- **Work to do**
Can you transcribe every record below exactly as it appears?
++++++++++
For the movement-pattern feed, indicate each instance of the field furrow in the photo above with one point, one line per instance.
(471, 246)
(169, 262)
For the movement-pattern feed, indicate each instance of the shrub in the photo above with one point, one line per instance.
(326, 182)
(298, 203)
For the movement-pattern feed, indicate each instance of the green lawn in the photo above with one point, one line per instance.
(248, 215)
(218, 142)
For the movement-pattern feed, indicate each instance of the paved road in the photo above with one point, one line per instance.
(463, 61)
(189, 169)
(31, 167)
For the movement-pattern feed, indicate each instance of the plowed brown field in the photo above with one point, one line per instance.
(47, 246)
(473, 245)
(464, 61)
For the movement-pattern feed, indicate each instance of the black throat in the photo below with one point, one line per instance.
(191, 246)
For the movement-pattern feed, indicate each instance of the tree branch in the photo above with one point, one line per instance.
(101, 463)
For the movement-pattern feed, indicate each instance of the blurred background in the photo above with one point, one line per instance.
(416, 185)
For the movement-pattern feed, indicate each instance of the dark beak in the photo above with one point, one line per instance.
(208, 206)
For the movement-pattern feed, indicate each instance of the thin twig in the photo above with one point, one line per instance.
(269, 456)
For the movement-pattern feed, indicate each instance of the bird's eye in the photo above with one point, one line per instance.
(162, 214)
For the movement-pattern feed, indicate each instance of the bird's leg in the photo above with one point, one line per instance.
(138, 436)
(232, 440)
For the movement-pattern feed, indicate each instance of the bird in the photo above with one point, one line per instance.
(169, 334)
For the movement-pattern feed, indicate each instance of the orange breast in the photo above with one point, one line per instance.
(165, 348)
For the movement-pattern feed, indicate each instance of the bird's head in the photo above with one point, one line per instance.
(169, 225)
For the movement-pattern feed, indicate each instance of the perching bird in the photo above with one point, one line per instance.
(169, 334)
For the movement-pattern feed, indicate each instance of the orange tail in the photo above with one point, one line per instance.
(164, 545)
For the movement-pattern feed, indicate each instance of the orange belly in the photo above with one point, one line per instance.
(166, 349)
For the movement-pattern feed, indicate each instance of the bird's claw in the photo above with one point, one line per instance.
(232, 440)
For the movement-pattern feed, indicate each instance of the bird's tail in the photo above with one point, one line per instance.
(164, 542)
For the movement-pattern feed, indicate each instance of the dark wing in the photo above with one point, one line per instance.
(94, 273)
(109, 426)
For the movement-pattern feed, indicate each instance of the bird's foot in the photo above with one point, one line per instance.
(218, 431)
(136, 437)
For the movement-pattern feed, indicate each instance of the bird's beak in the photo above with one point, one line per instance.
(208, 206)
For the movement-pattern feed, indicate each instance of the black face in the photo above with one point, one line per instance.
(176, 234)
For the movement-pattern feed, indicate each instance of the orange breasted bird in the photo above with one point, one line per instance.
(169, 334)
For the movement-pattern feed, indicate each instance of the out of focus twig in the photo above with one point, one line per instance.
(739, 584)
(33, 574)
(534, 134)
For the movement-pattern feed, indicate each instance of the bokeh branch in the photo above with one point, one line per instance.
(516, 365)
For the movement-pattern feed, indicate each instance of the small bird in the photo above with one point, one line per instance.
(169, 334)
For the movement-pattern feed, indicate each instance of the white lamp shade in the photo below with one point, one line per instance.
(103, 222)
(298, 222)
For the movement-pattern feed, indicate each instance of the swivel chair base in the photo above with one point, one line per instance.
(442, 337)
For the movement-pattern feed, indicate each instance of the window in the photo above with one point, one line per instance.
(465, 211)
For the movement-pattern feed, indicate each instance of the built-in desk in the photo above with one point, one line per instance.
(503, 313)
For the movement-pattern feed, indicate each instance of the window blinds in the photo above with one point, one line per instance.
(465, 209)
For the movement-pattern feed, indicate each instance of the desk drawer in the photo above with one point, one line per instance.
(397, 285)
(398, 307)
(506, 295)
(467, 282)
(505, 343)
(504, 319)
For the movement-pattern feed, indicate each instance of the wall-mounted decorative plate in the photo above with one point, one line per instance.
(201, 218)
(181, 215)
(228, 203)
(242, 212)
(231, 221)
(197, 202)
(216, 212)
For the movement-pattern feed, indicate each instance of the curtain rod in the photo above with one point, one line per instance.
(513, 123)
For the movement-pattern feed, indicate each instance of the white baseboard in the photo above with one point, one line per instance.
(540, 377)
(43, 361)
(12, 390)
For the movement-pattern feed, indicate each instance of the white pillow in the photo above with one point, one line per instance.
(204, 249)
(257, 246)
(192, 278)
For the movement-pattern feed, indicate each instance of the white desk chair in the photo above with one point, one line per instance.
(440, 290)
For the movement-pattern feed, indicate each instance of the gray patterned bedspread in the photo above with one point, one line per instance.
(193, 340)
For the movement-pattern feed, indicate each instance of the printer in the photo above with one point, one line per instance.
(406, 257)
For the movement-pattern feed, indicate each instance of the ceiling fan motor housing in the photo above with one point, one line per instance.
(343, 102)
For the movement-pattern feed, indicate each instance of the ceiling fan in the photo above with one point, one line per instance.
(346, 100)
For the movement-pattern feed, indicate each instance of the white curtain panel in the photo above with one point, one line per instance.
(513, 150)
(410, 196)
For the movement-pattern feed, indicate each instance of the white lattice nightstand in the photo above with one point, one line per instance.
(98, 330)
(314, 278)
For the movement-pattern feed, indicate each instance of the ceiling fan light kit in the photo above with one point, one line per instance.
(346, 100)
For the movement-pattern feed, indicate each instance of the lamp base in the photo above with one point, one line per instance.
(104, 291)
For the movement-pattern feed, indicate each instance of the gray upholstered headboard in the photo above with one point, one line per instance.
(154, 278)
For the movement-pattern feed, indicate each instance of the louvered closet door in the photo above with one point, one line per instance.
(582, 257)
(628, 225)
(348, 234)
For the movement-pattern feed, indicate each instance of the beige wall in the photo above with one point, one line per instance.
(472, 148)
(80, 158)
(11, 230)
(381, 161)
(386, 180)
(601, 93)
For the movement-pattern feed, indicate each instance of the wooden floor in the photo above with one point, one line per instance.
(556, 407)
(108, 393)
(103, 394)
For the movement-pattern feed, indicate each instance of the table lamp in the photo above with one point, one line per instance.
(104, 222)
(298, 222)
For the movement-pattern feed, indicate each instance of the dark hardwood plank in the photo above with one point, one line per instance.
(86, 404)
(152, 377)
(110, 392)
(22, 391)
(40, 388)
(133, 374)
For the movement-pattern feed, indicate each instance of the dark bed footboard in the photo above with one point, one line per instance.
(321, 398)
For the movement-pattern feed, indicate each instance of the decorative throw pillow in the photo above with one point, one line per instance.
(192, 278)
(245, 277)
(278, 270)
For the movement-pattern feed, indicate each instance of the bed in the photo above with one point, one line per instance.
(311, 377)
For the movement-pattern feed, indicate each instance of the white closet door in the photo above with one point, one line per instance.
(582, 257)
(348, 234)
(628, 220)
++++++++++
- **Task response**
For the movement-pattern feed, indicate each instance of the field furrow in the photo above with one point, one line per instance.
(471, 246)
(169, 262)
For the movement-pattern feed, indicate each instance of the shrub in the photo above with one point, one line per instance.
(326, 182)
(298, 203)
For the movement-pattern feed, indicate each instance of the green lawn in the photo above with one point, one line per instance.
(248, 215)
(218, 142)
For the movement-pattern feed, indicate each instance of the paved road in the photo above with one point, one line per instance.
(463, 61)
(189, 169)
(31, 167)
For the movement-pattern feed, indicate each instance of the plowed brown field in the photo above with one point, one line per instance.
(47, 246)
(473, 245)
(464, 61)
For the movement-pattern feed, indicate each instance of the black throat in the photo below with one point, one line per instance.
(191, 246)
For the movement-pattern feed, indicate each instance of the tree branch in the photo above with one point, one line per instance.
(101, 463)
For the movement-pattern feed, indicate each instance of the blurred background in the photo above with one point, one line per instance.
(416, 185)
For the movement-pattern feed, indicate each instance of the dark beak in the photo above with one point, one line per instance.
(208, 206)
For the movement-pattern feed, indicate each instance of the thin twig in the photo above with one point, one line per instance.
(269, 456)
For the movement-pattern feed, indicate each instance of the bird's eye in the photo above with one point, one line per instance.
(162, 214)
For the movement-pattern feed, indicate each instance of the bird's leg in the photo above with one point, one line per instance.
(138, 436)
(232, 440)
For the movement-pattern feed, indicate each instance of the bird in the photo above with one point, one line per instance.
(169, 334)
For the movement-pattern feed, indicate each instance of the orange breast in the photo above with one point, one line per instance.
(165, 348)
For the movement-pattern feed, indicate each instance of the bird's head in the photo above with one point, one line per instance.
(169, 225)
For the movement-pattern feed, indicate each instance of the perching bird in the photo above with one point, one line per instance.
(169, 334)
For the movement-pattern feed, indicate each instance of the orange tail in the photo above with one point, one line per instance.
(164, 545)
For the movement-pattern feed, indicate each instance of the orange belly in the photo above with one point, one line per instance.
(166, 349)
For the movement-pattern feed, indicate each instance of the bird's claw in the photo above with one point, one line per instance.
(232, 440)
For the movement-pattern feed, indicate each instance of the bird's tail in the photo above with one point, one line per instance.
(164, 542)
For the movement-pattern feed, indicate each instance of the dark wing in the photo above with one point, one line per instance.
(94, 273)
(109, 426)
For the movement-pattern feed, indicate each instance of the bird's foot in the photo above with one point, one line per instance.
(218, 431)
(136, 437)
For the movement-pattern feed, indicate each instance of the bird's beak in the photo above with one point, one line per instance.
(208, 206)
For the movement-pattern feed, indicate each instance of the black face in the photo above with one point, one line per instance.
(176, 234)
For the movement-pattern feed, indicate each instance of the orange breasted bird in the photo above with one point, one line per instance.
(169, 334)
For the movement-pattern feed, indicate each instance of the out of focus twig in the photo above with one point, one line per instance.
(739, 584)
(33, 574)
(534, 134)
For the movement-pattern feed, indicate each instance of the bokeh branch in the photo above with one point, one line per instance.
(516, 365)
For the movement-pattern feed, indicate each instance of the small bird in the photo above with one point, one line per instance.
(169, 334)
For the movement-pattern feed, indicate each instance of the white lamp shade in the photo below with one point, one line per instance.
(103, 222)
(298, 222)
For the movement-pattern feed, indicate each instance of the swivel chair base in the photo above with one point, one line per instance.
(442, 337)
For the movement-pattern feed, indicate each instance of the window in the photo above with one point, one line per instance.
(465, 211)
For the movement-pattern feed, indicate each instance of the built-in desk in the photo above with one point, one line per instance.
(503, 313)
For the movement-pattern feed, indicate each instance of the window blinds in the photo above with one point, one line per instance.
(465, 209)
For the movement-pattern feed, indicate each instance of the desk drawer in the photo above with one point, one line per instance.
(397, 285)
(398, 307)
(506, 295)
(467, 282)
(505, 343)
(504, 319)
For the movement-pattern feed, indicate each instance of the wall-mounted decorative plate in the photo above with one point, one line per instance.
(201, 218)
(181, 215)
(228, 203)
(242, 212)
(231, 221)
(197, 202)
(216, 212)
For the movement-pattern feed, indicate each instance of the curtain rod in the photo above with one point, one line per instance.
(513, 123)
For the movement-pattern feed, indicate each instance of the white baseboard in the photo above with one point, one line per instance.
(540, 377)
(43, 361)
(12, 390)
For the movement-pattern feed, indicate each instance of the white pillow in the photo above with one point, one line per instance.
(204, 249)
(257, 246)
(192, 278)
For the movement-pattern feed, indicate each instance of the white desk chair in the photo above with one point, one line per instance.
(440, 290)
For the movement-pattern feed, indicate each instance of the gray patterned bedspread in the photo above with one point, one line per instance.
(193, 340)
For the movement-pattern feed, indicate each instance of the printer in the photo above with one point, one line per instance.
(406, 257)
For the movement-pattern feed, indicate each instance of the ceiling fan motor housing in the photo above with one point, one line per instance.
(343, 102)
For the movement-pattern feed, indicate each instance of the ceiling fan in the photo above with one point, one line per instance.
(346, 100)
For the movement-pattern feed, indicate each instance of the white curtain panel in the photo above with one point, one line per instance.
(513, 150)
(410, 196)
For the movement-pattern feed, indicate each instance of the white lattice nightstand in the photo above with one point, one line per instance.
(98, 330)
(314, 278)
For the movement-pattern feed, indicate each instance of the ceiling fan light kit in the photo above with one point, one line per instance.
(346, 100)
For the movement-pattern feed, indicate each instance of the lamp base in the photo above with one point, one line per instance.
(104, 291)
For the movement-pattern feed, indicate each instance of the gray upholstered headboard in the photo above with one point, one line per instance.
(154, 278)
For the movement-pattern feed, indicate each instance of the louvered closet door in the photo above with one point, one line per instance.
(582, 257)
(628, 225)
(348, 234)
For the movement-pattern feed, indicate each instance of the beige wall in the photo above with one point, one line per instance.
(472, 148)
(80, 158)
(11, 230)
(381, 161)
(386, 180)
(601, 93)
For the movement-pattern feed, indicate each instance of the wooden floor in the photo above with one point, one line per instance.
(556, 407)
(108, 393)
(103, 394)
For the movement-pattern feed, indicate each instance of the table lamp in the photo above with one point, one line per instance.
(104, 222)
(298, 222)
For the movement-pattern feed, indicate each instance of the dark hardwood plank in the photo above with one point, one line per instance.
(86, 404)
(152, 377)
(110, 392)
(22, 391)
(40, 388)
(133, 374)
For the movement-pattern feed, indicate each instance of the dark bed footboard in the photo above with one point, one line per instance.
(321, 398)
For the movement-pattern feed, indicate each instance of the decorative throw pillow in the photo above with one point, one line per instance.
(192, 278)
(245, 277)
(278, 270)
For the movement-pattern feed, indicate each instance of the bed in the photo above with one point, one line per instance.
(311, 377)
For the movement-pattern feed, indicate each instance of the white closet door in the photo above with one point, one line per instance.
(582, 257)
(348, 234)
(628, 220)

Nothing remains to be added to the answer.